:: Exercise prompt ::
Extract exactly and only the lines of the data below, starting at the line with "Locate the view" and stopping after the final line.

:: Data for processing ::
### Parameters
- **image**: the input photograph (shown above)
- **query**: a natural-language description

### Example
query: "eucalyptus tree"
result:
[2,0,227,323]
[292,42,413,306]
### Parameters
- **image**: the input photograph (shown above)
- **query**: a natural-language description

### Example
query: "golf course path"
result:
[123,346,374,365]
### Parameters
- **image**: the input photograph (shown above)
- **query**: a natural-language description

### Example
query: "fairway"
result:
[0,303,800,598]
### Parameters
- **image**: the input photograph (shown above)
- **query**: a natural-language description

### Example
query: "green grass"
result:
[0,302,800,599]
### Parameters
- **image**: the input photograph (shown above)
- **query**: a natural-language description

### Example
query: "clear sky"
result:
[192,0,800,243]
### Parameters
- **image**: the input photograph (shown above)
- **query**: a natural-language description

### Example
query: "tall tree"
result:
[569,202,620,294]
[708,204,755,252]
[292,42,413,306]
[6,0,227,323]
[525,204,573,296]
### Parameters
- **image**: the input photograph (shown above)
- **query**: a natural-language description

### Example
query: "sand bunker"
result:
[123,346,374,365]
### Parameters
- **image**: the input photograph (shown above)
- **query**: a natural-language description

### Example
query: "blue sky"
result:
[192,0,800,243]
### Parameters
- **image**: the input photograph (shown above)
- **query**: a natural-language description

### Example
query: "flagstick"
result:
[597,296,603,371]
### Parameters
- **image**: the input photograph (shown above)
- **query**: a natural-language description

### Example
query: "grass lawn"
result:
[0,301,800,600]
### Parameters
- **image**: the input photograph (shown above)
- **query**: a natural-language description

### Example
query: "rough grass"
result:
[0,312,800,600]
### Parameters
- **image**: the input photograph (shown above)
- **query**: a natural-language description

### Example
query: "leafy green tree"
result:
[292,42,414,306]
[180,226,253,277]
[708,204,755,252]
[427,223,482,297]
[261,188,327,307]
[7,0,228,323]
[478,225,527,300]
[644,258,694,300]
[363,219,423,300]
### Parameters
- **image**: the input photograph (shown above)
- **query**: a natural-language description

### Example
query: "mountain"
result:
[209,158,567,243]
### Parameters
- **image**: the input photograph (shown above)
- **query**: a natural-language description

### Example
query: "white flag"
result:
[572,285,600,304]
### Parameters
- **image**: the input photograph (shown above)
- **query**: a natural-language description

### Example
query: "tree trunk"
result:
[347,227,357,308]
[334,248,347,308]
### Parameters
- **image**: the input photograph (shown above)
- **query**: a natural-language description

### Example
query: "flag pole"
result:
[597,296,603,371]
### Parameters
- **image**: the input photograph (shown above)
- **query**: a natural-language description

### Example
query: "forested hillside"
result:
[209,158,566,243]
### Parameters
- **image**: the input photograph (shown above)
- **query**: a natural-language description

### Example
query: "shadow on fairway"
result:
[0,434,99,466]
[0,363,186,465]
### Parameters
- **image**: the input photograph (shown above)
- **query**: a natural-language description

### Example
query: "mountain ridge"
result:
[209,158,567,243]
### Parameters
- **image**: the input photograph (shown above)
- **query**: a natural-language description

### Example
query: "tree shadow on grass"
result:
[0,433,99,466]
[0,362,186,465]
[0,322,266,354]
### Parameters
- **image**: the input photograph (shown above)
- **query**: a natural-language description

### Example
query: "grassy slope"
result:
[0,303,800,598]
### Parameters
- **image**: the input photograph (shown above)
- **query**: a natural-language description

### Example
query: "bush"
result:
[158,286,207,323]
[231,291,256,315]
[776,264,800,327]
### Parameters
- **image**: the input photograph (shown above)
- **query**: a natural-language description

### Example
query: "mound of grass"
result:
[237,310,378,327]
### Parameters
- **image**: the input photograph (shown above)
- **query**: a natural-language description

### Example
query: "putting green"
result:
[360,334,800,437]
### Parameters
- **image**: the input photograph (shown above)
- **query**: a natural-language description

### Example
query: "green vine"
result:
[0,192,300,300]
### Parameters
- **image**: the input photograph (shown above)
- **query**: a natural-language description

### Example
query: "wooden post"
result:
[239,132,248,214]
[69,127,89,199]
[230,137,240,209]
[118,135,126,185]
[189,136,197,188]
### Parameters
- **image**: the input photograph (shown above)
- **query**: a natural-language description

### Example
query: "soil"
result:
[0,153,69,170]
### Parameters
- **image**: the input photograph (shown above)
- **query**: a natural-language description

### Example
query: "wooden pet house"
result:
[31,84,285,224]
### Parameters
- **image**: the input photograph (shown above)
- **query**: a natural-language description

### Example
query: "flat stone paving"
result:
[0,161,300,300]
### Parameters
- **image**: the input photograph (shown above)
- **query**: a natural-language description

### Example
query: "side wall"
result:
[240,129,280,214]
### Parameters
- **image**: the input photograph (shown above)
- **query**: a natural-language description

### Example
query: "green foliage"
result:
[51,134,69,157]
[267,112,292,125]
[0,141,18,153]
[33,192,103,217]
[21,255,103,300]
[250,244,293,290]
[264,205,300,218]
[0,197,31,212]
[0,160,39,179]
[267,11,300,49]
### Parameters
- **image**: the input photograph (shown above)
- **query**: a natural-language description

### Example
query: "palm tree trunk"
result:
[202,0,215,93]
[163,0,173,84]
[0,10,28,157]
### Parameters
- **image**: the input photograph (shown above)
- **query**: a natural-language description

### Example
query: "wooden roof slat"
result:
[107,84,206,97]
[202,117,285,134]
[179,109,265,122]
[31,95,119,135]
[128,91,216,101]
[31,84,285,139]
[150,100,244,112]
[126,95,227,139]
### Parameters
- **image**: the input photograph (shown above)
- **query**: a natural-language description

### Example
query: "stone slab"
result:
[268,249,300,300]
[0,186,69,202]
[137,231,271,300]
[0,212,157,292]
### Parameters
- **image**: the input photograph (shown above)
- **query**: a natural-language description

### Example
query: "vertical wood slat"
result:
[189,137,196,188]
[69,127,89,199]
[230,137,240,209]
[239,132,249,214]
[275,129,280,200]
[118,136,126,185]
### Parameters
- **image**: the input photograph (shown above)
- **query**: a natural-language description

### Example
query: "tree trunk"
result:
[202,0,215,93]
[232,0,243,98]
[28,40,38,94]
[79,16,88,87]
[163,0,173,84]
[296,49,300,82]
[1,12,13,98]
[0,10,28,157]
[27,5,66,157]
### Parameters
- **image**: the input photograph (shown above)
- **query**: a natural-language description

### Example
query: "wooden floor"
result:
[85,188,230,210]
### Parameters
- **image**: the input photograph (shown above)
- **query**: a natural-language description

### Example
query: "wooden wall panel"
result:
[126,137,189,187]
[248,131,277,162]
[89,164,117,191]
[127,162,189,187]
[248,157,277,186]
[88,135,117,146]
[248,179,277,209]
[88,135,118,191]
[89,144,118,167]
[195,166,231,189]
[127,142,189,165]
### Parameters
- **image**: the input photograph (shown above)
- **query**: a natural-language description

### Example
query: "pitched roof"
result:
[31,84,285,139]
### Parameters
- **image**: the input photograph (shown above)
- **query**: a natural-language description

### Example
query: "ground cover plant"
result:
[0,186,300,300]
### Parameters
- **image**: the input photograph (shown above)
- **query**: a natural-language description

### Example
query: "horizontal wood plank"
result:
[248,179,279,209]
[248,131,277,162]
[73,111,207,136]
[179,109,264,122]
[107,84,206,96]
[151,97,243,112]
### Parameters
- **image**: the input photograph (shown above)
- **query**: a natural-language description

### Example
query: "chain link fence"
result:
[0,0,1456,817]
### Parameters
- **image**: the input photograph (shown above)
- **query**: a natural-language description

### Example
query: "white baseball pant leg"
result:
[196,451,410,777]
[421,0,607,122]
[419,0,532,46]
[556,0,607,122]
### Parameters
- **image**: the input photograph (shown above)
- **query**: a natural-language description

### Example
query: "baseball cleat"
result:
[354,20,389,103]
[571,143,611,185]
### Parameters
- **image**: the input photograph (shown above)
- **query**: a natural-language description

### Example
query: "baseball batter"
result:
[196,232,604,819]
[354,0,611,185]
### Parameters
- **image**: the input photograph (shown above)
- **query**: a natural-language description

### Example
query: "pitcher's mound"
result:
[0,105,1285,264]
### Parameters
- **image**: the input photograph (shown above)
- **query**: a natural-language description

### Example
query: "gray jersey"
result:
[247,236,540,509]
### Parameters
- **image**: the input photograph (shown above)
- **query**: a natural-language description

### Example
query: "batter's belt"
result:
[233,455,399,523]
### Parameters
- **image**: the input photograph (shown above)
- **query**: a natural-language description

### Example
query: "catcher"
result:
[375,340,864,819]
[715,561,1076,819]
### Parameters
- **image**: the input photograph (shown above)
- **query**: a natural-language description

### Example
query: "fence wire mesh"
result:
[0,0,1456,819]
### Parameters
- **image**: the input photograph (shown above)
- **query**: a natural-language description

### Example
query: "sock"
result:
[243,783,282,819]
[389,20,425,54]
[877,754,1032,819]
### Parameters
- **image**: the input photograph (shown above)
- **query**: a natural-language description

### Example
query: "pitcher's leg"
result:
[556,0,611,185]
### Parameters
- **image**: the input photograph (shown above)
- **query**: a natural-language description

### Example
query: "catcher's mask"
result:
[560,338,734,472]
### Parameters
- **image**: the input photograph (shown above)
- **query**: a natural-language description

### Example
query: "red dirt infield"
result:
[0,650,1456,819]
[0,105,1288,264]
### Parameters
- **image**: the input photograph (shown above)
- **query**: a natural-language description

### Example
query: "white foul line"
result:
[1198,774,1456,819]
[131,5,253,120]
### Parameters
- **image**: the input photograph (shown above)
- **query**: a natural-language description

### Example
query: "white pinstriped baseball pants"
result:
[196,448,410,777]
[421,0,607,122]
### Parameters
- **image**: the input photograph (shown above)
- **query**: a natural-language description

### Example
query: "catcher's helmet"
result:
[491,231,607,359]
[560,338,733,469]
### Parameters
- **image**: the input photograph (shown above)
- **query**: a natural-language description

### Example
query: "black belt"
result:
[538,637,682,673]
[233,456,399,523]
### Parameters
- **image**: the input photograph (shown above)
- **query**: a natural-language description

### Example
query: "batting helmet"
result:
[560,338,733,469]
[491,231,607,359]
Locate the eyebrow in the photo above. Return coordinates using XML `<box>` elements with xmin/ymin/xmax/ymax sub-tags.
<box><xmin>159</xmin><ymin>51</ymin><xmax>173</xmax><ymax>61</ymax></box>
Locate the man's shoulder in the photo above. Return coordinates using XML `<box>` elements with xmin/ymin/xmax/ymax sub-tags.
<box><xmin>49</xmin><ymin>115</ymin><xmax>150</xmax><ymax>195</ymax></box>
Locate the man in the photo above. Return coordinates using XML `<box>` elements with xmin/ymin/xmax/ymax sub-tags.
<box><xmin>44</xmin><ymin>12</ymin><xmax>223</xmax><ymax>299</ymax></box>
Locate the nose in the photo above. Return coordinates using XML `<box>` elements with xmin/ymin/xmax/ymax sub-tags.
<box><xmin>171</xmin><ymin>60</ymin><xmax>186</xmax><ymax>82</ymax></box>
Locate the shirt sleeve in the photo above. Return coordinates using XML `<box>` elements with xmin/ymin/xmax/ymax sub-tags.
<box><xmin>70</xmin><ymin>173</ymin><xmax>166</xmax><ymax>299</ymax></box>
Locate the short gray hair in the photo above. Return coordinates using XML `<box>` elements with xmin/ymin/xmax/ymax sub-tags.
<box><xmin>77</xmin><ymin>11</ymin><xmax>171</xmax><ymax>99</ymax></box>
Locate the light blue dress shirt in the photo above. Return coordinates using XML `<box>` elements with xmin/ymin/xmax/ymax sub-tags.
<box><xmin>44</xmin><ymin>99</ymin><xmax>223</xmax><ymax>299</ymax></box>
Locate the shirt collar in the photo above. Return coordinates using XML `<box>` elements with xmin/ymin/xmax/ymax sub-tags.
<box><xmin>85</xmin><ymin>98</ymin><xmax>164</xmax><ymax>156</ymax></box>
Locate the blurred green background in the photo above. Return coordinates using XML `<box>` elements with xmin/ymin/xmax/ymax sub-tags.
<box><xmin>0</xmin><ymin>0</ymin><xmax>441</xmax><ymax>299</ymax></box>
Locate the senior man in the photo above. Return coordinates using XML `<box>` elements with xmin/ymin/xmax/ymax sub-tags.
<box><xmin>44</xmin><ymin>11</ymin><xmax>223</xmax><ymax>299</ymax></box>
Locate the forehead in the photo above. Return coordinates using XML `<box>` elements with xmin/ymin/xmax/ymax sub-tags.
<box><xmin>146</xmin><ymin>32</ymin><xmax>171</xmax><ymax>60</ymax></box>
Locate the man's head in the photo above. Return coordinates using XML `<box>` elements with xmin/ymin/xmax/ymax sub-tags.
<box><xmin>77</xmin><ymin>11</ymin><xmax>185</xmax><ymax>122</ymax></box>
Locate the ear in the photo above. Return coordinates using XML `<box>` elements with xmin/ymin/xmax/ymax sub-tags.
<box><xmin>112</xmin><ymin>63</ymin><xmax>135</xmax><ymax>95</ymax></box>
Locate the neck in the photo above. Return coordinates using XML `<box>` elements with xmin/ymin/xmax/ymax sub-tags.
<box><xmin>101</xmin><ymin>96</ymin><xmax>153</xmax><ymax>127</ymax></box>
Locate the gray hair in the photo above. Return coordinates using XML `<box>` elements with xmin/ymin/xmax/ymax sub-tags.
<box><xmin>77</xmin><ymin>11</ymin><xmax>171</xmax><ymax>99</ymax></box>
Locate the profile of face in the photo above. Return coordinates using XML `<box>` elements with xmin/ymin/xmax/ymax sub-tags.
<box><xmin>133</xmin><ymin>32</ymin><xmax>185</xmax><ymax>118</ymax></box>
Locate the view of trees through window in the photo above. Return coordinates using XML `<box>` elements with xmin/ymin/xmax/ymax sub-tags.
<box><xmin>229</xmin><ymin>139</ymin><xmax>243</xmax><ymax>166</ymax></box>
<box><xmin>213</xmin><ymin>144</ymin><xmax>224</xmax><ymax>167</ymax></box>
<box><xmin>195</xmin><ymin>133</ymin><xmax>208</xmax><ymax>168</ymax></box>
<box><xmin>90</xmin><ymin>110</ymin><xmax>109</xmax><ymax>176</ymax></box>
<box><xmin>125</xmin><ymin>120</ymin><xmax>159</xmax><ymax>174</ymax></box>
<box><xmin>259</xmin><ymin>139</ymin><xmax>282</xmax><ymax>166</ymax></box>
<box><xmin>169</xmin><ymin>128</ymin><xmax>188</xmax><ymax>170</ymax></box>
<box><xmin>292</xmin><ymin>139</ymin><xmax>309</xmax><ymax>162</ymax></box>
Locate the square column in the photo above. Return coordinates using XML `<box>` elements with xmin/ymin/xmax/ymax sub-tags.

:: Response to this task ::
Locate the view of trees through window in the photo above. Return coordinates using XML `<box>` elements with xmin/ymin/xmax/ymax sub-tags.
<box><xmin>229</xmin><ymin>139</ymin><xmax>243</xmax><ymax>166</ymax></box>
<box><xmin>213</xmin><ymin>144</ymin><xmax>224</xmax><ymax>167</ymax></box>
<box><xmin>195</xmin><ymin>133</ymin><xmax>208</xmax><ymax>168</ymax></box>
<box><xmin>90</xmin><ymin>110</ymin><xmax>109</xmax><ymax>176</ymax></box>
<box><xmin>125</xmin><ymin>120</ymin><xmax>159</xmax><ymax>174</ymax></box>
<box><xmin>259</xmin><ymin>139</ymin><xmax>282</xmax><ymax>166</ymax></box>
<box><xmin>169</xmin><ymin>128</ymin><xmax>188</xmax><ymax>170</ymax></box>
<box><xmin>292</xmin><ymin>139</ymin><xmax>309</xmax><ymax>162</ymax></box>
Locate the square column in the photo above. Return coordinates using XML `<box>` elements with xmin/ymin/xmax/ymax sub-tags.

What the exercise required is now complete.